• [Belge bölümü]:
....
1. yüz (Toplam 1 yüz)

CUMHURBAŞKANINA HAKARET

İletiGönderilme zamanı: Pzt Ara 24, 2018 21:35
gönderen Habip Hamza Erdem
CUMHURBAŞKANINA HAKARET
Cumhurbaşkanı görmemişler için yazıyorum.
Fransa’dan..
Fransa Cuhurbaşkanı Emmanuel Macron şöyle ya da böyle seçilmiş bir Cumhurbaşkanıdır.
Meşru.
Kuşkusuz seçim sisteminin azizliği diyelim, ama meşru olarak seçilmiştir.
Bir tek olsun oy çalınmamış, bir tek olsun, bir sandıkta hile yapılmamıştır.
Toplam oyların yüzde sekiziyle mi onuyla mı seçilmiş olması, meşruiyetine halel getirmez.
Bugün de kurucusu olduğu İleri Cumhuriyet Partisi’nin (La République en Marche) Meclis’teki çoğunluğuna dayanarak Fransa’yı idare etmektedir.
Derken 17 Aralık 2018 tarihinde Sarı Yelekliler adıyla bir ‘halk hareketi’ başladı.
Bir ‘Halk Başkaldırısı’ da denilebilir.
Fransız halkı, salt yeni parti ve onun lideri Emmanuel Macron’a karşı değil ama onlarca yıllık başıbozukluğa, siyasîlerin ayak oyunlarına, Avrupa Birliği’nin Fransa’nın ‘egemenlik hakları’nı kısıtlamış olmasına ve kanımca çok daha belirleyici olan dünyasal ekonomik bunalımın (2008) artçı dalgalanmalarına tepki olarak sokaklara çıktılar.
Çünkü neo-liberalizm insanları nefes alamaz duruma getirmişti.
Ne var ki, halk bu, hem de insanlık tarihine yaptığı devrimlerle öncülük etmiş bir halk.
Bir kez sokağa çıkınca, salt ‘alım gücümüzü artırın’ demekle kalmadı, sistemi değiştirin dedi.
....
• [Sağlanan veriler]:

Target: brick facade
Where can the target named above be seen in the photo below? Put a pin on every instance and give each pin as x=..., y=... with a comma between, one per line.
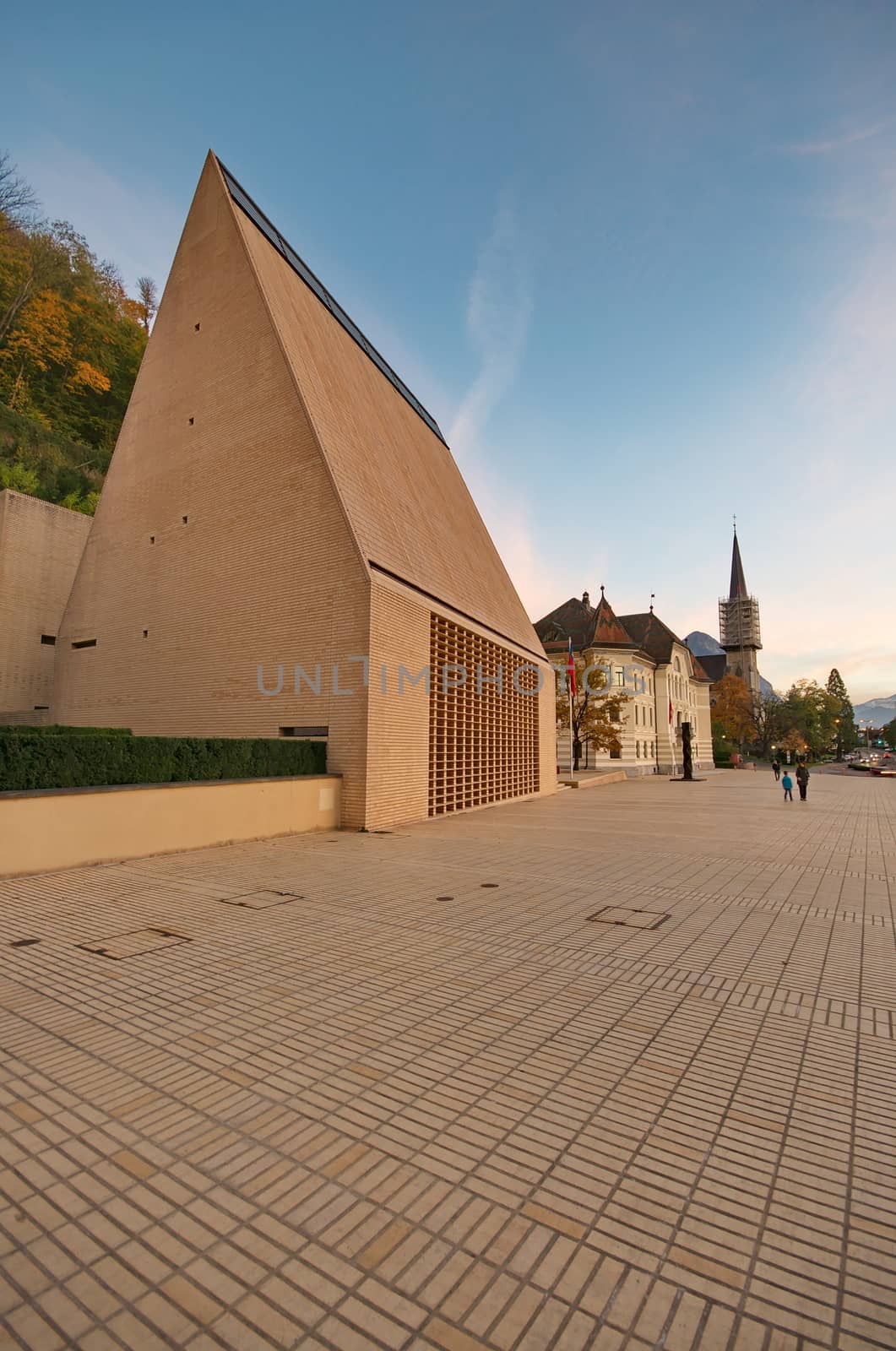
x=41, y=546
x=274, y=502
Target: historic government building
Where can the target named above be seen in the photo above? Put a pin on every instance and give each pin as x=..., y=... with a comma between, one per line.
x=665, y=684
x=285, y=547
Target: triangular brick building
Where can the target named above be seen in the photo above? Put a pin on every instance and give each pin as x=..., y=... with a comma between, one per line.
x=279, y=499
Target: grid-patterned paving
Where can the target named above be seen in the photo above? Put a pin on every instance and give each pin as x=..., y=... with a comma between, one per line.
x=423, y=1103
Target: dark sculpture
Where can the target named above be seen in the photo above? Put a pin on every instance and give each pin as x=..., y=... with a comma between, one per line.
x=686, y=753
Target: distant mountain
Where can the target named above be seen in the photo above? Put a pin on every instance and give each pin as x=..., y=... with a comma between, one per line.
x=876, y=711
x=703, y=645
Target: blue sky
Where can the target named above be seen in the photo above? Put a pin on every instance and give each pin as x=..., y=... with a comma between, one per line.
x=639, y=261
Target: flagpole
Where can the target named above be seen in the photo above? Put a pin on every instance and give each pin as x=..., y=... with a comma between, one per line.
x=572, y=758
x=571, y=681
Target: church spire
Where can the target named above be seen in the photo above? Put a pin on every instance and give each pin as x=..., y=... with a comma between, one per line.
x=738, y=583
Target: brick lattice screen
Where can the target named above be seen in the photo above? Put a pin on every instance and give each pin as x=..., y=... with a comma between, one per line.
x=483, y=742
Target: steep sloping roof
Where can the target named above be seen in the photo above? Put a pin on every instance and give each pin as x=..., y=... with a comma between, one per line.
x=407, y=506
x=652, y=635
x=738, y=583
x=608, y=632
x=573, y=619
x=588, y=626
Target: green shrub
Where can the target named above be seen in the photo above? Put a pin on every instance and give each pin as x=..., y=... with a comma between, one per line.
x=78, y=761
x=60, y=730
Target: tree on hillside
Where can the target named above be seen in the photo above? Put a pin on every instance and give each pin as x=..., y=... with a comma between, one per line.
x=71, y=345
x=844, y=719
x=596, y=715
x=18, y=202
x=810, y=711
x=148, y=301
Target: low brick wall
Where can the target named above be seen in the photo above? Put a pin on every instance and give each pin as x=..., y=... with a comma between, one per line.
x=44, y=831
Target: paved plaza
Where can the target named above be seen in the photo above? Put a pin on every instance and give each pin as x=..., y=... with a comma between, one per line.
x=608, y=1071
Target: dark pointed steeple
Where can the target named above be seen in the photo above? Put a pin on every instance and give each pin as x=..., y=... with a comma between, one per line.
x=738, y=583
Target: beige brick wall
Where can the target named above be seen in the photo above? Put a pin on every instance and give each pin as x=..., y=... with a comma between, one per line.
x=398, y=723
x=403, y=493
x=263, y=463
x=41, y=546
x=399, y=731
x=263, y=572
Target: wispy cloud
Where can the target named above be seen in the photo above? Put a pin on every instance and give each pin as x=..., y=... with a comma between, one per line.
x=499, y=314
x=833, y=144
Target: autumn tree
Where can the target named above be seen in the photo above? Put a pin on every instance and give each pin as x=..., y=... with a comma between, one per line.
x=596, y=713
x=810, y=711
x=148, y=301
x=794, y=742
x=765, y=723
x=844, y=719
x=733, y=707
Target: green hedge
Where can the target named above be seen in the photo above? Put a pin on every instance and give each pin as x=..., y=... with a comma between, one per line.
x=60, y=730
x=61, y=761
....
• [Yapılacak görevler]:
• a. Macron ve Sarı Yelekliler üzerine olan belge bölümüne göre şu ifadelerin her biri doğru mu: (i) Macron meşru olarak seçilmiştir; (ii) seçimde bazı sandıklarda hile yapılmıştır; (iii) sokağa çıkan halk yalnızca alım gücünün artırılmasını istemiştir? Her biri için evet ya da hayır deyin ve kararı belirleyen sözleri metinden aynen alıntılayın.
• b. Sarı Yelekliler hareketini anlatan belge bölümünü son cümlesinden sonrasını yazarak sürdürün.

• [Nihai sonuçlar]:
• a.
(i) Evet: "ama meşru olarak seçilmiştir"
(ii) Hayır: "bir tek olsun, bir sandıkta hile yapılmamıştır"
(iii) Hayır: "salt ‘alım gücümüzü artırın’ demekle kalmadı, sistemi değiştirin dedi"

• b.
Macron ilk adımda, programında olmamasına karşın ve bütçede yer almamasına karşın, on-oniki milyar Avroluk bir paket açmak zorunda kaldı.
Ancak Sarı Yelekliler, yetmez, seçim sistemini de değiştirin, nisbî seçim sistemine geçin; önemli yasalarda ‘Yurttaş İnisiyatifi’ne başvurma kuralını getirin dedi.
Bir tür ‘doğrudan demokrasi’ye geçiş olacak Yurttaş İnisiyatifi Halkoylaması (Referandum d’Iniciative Citoyenne) uygulaması yani.
Öyle ki, kimi yasaların koyulması ya da uygulamadan kalkması için, sadece Cumhurbaşkanı değil ama yurttaşlar da halkoylamasına gidilmesini isteyebilsin.
Daha bir dizi ‘yurttaş istekleri’ ya da ‘şikayetleri’ şimdiden Belediye Başkanları’nın açtığı ‘defterler’e yazılmakta.
Bu, öyle sigara kutusuna yazılmış istek ya da şikayetler değil, daha Fransız Devrimi sırasında uygulanan İstek/şikayet Defteri (Cahier de Doléances)’dir.
Ve Cumhurbaşkanı Macron ve Hükûmeti, bütün bu istek ve şikayetleri ülke çapında tartışmaya açıp gereğini yapmak için plan ve program yapmakta.
Macron da, Sarı Yelekliler hareketi için, ‘haklı ve yerinde’ bir harekettir (juste et légitime) demekte.
Başbakanı ve bakanları dahil, bu hareket ‘meşru’dur demekteler.
Saygı duymaktalar ve gereğini yapacaklarına ilişkin sözler vermekteler.
İçlerinden biri olsun, bu ‘baldırıçıplaklar’, şu ‘kendini bilmezler’ dememekteler, diyemezler.
Portakal mıdır limonmudur diyecek olsalar, gözlerinin üstüne portakalı limonu yiyebilirler.
Ve Sarı Yelekliler, Macron’a yönelik ‘Hey çingene in oradan’ diye pankart açıp sokaklarda rahatça yürüyebilmekteler.
O, Türkiye’de gösterildiği biçimde, polisin gaz sıkıp cop sallaması sadece ve ancak Sarı Yelekliler’in içlerine karışan ‘bozguncu/kapkaçtıcı’lara yöneliktir.
Ve yine, mecliste çoğunluğu bulunan Macron’un partisinden ya da başka herhangi bir parti taraftarlarından biri, sokaklarda yürüyenlere çıt çıkaramazlar.
Bir an için, Türkiye’de olduğu gibi, zırzop bir politikacının “Bizim çocukları evde zor tutuyorum” dediğini varsayalım.
“Salmazsan alçaksın!” yanıtını alacağına kuşku yoktur.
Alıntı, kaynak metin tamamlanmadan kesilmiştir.